Challenge 1
Pull out the full passage on Pentheus and the Bacchae, word for word.

- - -

Their reactions are not unlike those of Pentheus, king of Thebes, when he returns home from a voyage and discovers that his mother and aunts have all gone out to join the Bacchae:

Our women, I am told, have left their homes,
in a religious trance—what travesty!–
and scamper up and down the wooded mountains, dancing
in honor of this new-fangled God, Dionysus,
whoever he may be.
In the middle of each female group
of revelers, I hear,
stands a jar of wine, brimming! And that taking turns,
they steal away, one here, one there, to shady nooks,
where they satisfy the lechery of men,
pretending to be priestesses,
performing their religious duties. Ha!
That performance reeks more of Aphrodite
than of Bacchus.

And further on:

Take my word,
when women are allowed to feast on wine, there is no telling
to what lengths their filthy minds will go!

King Pentheus first shackles the women and Dionysus and then, after Dionysus breaks the chains and destroys the prison, turns voyeur and sneaks out to watch the women. (in other words, he’s like those “family values” politicos who are revealed to have slept around and/or paid for abortions.) As one witness reports, the Bacchae are quite a sight:

First, they let their hair fall down their shoulders
and those whose fawnskins had come loose
fastened them up, while others girdled theirs
with snakes that licked their cheeks. Some,
mothers with newborn babies left at home,
cradled young gazelles or wild wolf cubs in their arms
and fed them at their full-blown breasts
that brimmed with milk.
They they wreathed their heads with shoots
of ivy, oak and flowering bryony.

When they discover the peeping Tom, however, the women turn savage and proceed to rip Pentheus apart. Try to impose strict controls over women’s sexuality and women’s bodies, in other words, and they’ll react with fury.

Hmm, maybe the Supreme Court, J.D. Vance, and Trump’s GOP should take note.

- - -

Challenge 2
From the records below, keep only the lines that contain the word "green", and copy each one. Case counts.

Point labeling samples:
- - -

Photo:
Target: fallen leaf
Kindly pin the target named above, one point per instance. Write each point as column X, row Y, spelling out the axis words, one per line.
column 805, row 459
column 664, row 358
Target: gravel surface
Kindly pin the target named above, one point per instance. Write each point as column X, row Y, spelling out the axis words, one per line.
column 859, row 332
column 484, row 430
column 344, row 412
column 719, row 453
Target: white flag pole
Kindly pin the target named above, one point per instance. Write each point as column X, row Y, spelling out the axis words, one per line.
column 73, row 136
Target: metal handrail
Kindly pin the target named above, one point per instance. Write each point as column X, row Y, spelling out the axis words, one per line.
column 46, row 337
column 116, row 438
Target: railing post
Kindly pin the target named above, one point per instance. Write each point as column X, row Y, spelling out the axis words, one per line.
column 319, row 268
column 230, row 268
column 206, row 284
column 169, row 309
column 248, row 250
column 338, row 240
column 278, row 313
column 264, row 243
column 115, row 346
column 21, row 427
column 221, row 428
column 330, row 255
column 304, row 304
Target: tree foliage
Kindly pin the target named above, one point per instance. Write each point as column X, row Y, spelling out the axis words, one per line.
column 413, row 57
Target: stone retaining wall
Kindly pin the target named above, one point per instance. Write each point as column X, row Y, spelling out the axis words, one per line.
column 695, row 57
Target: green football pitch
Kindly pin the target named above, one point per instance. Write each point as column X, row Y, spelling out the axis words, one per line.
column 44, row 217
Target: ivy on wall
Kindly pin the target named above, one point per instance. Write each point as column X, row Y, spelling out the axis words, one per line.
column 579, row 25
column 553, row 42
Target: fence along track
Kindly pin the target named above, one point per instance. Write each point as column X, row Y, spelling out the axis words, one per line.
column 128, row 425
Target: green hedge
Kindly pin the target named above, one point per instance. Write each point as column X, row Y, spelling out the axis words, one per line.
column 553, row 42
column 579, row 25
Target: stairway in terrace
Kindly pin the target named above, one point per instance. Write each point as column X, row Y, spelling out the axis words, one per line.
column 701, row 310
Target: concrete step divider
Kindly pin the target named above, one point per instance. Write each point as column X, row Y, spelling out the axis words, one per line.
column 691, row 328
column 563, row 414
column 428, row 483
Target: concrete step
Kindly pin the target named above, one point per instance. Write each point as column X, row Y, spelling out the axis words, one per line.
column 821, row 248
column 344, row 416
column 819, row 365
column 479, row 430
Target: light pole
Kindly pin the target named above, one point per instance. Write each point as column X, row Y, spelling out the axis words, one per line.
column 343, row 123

- - -

Exercise answer 1
Their reactions are not unlike those of Pentheus, king of Thebes, when he returns home from a voyage and discovers that his mother and aunts have all gone out to join the Bacchae:

Our women, I am told, have left their homes,
in a religious trance—what travesty!–
and scamper up and down the wooded mountains, dancing
in honor of this new-fangled God, Dionysus,
whoever he may be.
In the middle of each female group
of revelers, I hear,
stands a jar of wine, brimming! And that taking turns,
they steal away, one here, one there, to shady nooks,
where they satisfy the lechery of men,
pretending to be priestesses,
performing their religious duties. Ha!
That performance reeks more of Aphrodite
than of Bacchus.

And further on:

Take my word,
when women are allowed to feast on wine, there is no telling
to what lengths their filthy minds will go!

King Pentheus first shackles the women and Dionysus and then, after Dionysus breaks the chains and destroys the prison, turns voyeur and sneaks out to watch the women. (in other words, he’s like those “family values” politicos who are revealed to have slept around and/or paid for abortions.) As one witness reports, the Bacchae are quite a sight:

First, they let their hair fall down their shoulders
and those whose fawnskins had come loose
fastened them up, while others girdled theirs
with snakes that licked their cheeks. Some,
mothers with newborn babies left at home,
cradled young gazelles or wild wolf cubs in their arms
and fed them at their full-blown breasts
that brimmed with milk.
They they wreathed their heads with shoots
of ivy, oak and flowering bryony.

When they discover the peeping Tom, however, the women turn savage and proceed to rip Pentheus apart. Try to impose strict controls over women’s sexuality and women’s bodies, in other words, and they’ll react with fury.

Hmm, maybe the Supreme Court, J.D. Vance, and Trump’s GOP should take note.

Exercise answer 2
Target: green football pitch
Target: green hedge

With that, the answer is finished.